BRIEF: From the data that follows, report the number of lines including "sweater", and only that number.

[RECORDS FOR PROCESSING Boundary: Start]

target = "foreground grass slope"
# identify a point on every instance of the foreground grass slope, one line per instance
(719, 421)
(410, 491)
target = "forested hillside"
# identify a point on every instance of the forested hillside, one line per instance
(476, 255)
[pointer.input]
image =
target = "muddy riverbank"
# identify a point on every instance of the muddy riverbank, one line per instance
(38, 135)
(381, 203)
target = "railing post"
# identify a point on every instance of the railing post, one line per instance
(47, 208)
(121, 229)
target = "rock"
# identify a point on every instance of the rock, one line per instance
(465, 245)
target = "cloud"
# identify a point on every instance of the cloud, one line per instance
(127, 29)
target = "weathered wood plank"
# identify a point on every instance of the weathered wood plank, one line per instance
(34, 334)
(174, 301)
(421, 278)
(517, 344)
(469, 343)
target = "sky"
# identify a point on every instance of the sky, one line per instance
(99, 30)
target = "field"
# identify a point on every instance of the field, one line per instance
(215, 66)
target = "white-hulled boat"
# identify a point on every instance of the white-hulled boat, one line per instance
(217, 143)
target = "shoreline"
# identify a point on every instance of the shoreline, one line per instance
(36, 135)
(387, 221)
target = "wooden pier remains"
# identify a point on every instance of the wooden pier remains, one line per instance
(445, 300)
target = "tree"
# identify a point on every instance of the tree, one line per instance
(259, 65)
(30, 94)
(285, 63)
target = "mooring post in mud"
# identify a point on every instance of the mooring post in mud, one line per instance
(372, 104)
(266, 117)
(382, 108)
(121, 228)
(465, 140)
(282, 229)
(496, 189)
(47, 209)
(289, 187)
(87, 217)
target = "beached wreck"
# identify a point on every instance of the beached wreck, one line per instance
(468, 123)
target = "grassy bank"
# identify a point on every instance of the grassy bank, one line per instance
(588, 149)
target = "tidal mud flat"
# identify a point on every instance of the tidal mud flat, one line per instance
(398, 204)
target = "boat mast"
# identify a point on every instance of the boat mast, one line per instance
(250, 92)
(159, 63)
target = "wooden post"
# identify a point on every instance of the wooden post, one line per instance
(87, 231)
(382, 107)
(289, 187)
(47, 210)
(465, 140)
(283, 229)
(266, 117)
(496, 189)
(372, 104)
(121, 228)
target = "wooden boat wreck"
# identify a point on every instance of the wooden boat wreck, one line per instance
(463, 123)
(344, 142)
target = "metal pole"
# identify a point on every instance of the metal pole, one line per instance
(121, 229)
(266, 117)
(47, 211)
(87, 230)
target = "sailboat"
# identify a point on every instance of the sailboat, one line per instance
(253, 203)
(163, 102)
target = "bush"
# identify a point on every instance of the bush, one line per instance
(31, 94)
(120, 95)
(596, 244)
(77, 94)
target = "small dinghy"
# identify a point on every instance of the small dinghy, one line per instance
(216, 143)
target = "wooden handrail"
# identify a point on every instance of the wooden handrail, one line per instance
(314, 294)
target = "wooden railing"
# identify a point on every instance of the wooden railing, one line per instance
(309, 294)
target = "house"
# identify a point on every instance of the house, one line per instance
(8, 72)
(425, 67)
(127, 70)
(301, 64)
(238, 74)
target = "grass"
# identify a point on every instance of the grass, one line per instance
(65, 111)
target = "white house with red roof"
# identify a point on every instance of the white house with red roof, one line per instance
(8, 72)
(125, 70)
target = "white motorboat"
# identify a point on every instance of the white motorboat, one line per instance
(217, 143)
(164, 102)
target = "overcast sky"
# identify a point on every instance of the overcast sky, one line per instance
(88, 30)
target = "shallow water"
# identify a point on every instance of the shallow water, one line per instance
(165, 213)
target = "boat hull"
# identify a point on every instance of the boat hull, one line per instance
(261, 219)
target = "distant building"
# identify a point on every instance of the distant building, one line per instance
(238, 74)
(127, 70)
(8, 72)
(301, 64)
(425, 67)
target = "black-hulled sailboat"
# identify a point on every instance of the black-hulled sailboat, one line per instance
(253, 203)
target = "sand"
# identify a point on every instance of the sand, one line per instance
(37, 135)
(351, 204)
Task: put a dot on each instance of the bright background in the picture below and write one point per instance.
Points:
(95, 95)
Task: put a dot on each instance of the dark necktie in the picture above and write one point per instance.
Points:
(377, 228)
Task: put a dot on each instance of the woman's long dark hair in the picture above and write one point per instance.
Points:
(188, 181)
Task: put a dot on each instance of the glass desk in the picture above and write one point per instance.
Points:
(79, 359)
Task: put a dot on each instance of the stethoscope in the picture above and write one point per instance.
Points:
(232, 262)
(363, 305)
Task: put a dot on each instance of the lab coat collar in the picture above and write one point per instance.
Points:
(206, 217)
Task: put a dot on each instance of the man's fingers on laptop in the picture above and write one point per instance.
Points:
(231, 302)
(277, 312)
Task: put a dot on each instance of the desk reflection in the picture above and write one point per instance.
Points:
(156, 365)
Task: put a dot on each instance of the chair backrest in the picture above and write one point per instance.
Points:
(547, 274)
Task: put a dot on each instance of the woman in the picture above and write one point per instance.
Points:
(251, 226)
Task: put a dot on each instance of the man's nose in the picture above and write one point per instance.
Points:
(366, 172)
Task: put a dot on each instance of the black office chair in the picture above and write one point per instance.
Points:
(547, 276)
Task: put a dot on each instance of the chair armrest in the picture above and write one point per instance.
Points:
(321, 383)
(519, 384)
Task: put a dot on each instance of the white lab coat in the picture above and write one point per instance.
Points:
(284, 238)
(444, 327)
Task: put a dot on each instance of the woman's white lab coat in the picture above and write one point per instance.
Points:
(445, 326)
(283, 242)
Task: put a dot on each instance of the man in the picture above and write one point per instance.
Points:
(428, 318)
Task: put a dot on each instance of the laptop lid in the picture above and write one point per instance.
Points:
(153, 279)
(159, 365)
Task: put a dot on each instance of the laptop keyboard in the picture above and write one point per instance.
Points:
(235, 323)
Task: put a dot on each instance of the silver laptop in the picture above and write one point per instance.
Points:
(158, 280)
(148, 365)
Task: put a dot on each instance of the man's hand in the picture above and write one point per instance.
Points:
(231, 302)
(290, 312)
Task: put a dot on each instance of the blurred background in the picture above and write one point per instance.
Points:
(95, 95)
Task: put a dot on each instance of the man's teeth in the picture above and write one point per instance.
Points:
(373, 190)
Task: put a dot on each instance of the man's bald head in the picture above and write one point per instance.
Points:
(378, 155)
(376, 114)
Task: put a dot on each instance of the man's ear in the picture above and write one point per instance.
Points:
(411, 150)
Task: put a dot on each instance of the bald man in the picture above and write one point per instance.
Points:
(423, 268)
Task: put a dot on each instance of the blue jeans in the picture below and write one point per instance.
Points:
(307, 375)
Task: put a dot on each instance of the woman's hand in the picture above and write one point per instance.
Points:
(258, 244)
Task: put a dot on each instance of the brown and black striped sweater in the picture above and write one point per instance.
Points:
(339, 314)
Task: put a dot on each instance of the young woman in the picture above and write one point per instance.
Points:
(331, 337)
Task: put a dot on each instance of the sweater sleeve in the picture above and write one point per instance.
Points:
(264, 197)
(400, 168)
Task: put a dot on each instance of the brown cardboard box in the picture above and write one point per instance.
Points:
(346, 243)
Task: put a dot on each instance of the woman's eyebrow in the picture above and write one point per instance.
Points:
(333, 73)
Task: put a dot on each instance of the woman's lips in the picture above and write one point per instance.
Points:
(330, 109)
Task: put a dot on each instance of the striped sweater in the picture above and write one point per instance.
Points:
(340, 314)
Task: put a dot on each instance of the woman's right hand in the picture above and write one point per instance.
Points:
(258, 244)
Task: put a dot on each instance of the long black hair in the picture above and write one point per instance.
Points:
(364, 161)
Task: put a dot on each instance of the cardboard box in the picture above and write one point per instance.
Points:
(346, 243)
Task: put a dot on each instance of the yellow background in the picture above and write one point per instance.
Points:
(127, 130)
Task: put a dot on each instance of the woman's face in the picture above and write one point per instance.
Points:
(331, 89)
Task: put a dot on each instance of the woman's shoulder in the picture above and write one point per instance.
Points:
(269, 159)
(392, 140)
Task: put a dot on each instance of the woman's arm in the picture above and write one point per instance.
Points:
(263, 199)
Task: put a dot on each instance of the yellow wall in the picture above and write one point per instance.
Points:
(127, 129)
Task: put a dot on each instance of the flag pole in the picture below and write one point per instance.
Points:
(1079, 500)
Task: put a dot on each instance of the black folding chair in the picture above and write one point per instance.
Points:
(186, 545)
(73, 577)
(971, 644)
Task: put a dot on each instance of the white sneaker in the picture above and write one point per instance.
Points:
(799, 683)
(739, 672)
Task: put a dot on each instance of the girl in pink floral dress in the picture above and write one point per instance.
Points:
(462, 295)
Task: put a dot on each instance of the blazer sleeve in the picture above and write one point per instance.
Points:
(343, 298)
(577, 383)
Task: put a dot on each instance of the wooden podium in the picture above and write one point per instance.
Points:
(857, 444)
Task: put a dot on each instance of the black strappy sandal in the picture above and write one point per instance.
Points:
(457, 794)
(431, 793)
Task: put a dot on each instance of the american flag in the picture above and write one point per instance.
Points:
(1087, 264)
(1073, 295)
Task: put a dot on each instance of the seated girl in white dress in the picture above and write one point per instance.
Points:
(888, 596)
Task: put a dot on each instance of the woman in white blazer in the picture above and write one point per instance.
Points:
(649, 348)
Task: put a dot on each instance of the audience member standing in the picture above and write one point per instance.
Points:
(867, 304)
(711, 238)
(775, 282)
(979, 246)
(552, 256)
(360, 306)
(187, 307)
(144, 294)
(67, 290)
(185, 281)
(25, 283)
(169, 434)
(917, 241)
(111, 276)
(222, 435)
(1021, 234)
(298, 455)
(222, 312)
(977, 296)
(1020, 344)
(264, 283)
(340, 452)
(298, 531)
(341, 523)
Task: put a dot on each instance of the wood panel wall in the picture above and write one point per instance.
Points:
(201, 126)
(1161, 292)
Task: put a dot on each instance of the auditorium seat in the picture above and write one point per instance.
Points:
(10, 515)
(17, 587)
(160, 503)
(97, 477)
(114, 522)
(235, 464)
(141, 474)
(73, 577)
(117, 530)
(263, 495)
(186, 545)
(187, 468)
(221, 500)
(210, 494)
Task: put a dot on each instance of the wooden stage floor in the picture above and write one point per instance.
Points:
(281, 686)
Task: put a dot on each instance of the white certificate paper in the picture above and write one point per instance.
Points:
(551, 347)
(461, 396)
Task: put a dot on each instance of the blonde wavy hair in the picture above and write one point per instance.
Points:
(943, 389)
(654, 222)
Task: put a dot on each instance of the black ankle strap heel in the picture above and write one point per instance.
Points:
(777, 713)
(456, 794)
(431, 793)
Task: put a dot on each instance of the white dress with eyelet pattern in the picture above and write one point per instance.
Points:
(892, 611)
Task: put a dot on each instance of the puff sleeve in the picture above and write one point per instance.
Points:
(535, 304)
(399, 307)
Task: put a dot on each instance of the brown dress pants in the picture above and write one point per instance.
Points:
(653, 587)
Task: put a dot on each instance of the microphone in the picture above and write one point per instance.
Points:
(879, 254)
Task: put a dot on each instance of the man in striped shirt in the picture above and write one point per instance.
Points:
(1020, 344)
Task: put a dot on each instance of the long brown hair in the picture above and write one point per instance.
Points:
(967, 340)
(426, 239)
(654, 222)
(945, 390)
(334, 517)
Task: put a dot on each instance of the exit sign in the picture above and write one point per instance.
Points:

[RECORDS FOR PROCESSING Boundary: End]

SOLUTION TO THIS TASK: 3